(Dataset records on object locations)
------------------------------------------------

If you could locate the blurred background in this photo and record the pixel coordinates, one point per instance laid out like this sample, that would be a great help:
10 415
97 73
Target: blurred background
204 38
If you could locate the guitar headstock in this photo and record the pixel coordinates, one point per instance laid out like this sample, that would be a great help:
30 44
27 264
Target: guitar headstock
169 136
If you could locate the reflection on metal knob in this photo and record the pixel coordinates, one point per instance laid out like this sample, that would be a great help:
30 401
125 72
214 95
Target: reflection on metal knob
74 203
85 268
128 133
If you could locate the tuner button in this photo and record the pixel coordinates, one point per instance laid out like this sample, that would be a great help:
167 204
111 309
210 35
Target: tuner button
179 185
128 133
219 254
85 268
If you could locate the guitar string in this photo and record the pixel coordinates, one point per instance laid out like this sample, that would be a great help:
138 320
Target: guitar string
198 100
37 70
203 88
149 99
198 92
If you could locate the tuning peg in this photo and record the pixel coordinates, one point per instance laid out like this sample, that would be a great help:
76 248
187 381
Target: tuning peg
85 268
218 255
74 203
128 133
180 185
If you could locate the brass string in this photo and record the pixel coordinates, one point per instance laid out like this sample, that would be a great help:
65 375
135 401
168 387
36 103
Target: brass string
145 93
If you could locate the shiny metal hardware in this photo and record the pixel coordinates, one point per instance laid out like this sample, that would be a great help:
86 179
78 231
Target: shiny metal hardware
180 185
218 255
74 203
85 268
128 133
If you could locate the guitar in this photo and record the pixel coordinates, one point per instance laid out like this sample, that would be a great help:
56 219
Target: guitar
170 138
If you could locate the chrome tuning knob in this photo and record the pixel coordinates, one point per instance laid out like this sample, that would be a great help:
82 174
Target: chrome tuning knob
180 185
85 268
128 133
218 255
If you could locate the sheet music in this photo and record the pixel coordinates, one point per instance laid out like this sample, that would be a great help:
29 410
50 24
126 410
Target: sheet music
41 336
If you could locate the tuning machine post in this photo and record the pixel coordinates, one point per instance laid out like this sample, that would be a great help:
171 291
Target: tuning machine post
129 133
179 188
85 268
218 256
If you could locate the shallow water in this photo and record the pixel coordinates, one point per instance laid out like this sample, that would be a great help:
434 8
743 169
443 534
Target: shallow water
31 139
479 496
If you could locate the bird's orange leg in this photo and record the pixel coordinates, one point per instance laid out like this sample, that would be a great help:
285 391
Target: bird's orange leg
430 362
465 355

------------------------------------------------

**What you need to do:**
Recast the lines above as a JSON list of strings, one string per line, leaving out any blank lines.

**Complete response:**
[
  "If you could locate the blurred background in this photo and record the pixel coordinates, one point per instance laid out like this sample, that would be a great help:",
  "10 415",
  "97 73",
  "Target: blurred background",
  "204 38",
  "If you could locate the guitar headstock in this photo and record the pixel coordinates, one point per instance laid out like this sample, that would be a great help:",
  "30 44",
  "27 264",
  "Target: guitar headstock",
  "169 136",
  "If you could locate the reflection on metal knob in this photo and record the pixel coordinates, one point per instance laid out like this sample, that would be a great help:",
  "30 401",
  "125 72",
  "214 95",
  "Target: reflection on metal knob",
  "74 203",
  "85 268",
  "128 133",
  "If you could locate the tuner button in this photo and record the pixel coordinates, one point per instance laid out like this sample, that would be a great help:",
  "167 204",
  "111 309",
  "210 35",
  "Target: tuner button",
  "179 185",
  "128 133",
  "219 254",
  "85 268",
  "If you could locate the guitar string in this photo and record the pixel coordinates, one point per instance laid out like this sample, that would be a great help:",
  "138 320",
  "Target: guitar string",
  "198 100",
  "37 70",
  "203 88",
  "149 99",
  "198 92",
  "If you could locate the tuning peg in this photo and record the pixel coordinates, one point per instance laid out like this sample, that would be a great help:",
  "76 248",
  "187 381",
  "Target: tuning peg",
  "85 268",
  "218 255",
  "74 203",
  "128 133",
  "180 185",
  "If you could locate the brass string in this photo and record the pixel coordinates, one point per instance laid out like this sample, that would be a great help:",
  "65 375",
  "135 401",
  "168 387",
  "36 103",
  "Target: brass string",
  "145 93",
  "If you could locate the shiny metal hardware in this photo and record the pixel coordinates, one point per instance laid out like this sample, that would be a great help:",
  "86 179",
  "78 231",
  "Target: shiny metal hardware",
  "180 185",
  "218 255",
  "74 203",
  "85 268",
  "128 133",
  "If you could locate the guitar in this photo and record the pixel coordinates, one point per instance laid out like this sample, that would be a great help:",
  "56 219",
  "Target: guitar",
  "170 138",
  "If you could locate the chrome tuning knob in this photo and record the pixel coordinates, one point per instance laid out like this sample, that would be a great help:",
  "82 174",
  "Target: chrome tuning knob",
  "180 185",
  "85 268",
  "128 133",
  "218 255",
  "If you could locate the sheet music in this photo and record the pixel coordinates, one point per instance laid out like this sample, that would be a great help:",
  "29 410",
  "50 24",
  "126 410",
  "Target: sheet music",
  "41 336",
  "If you could locate the tuning machine post in this photo and record the pixel coordinates, one point per instance laid out like this sample, that would be a great help:",
  "171 291",
  "Target: tuning machine post",
  "129 133",
  "179 188",
  "85 268",
  "218 256",
  "If you could locate the shallow water in this photo and record the pixel coordinates, one point per instance laid out like this sample, that would be a great help:",
  "434 8",
  "743 169",
  "443 534",
  "Target: shallow water",
  "31 139",
  "479 496",
  "If you could locate the bird's orange leg in this photo and record the pixel coordinates, one point per instance laid out like this sample, that would be a great help:",
  "285 391",
  "Target: bird's orange leg",
  "430 362",
  "465 355"
]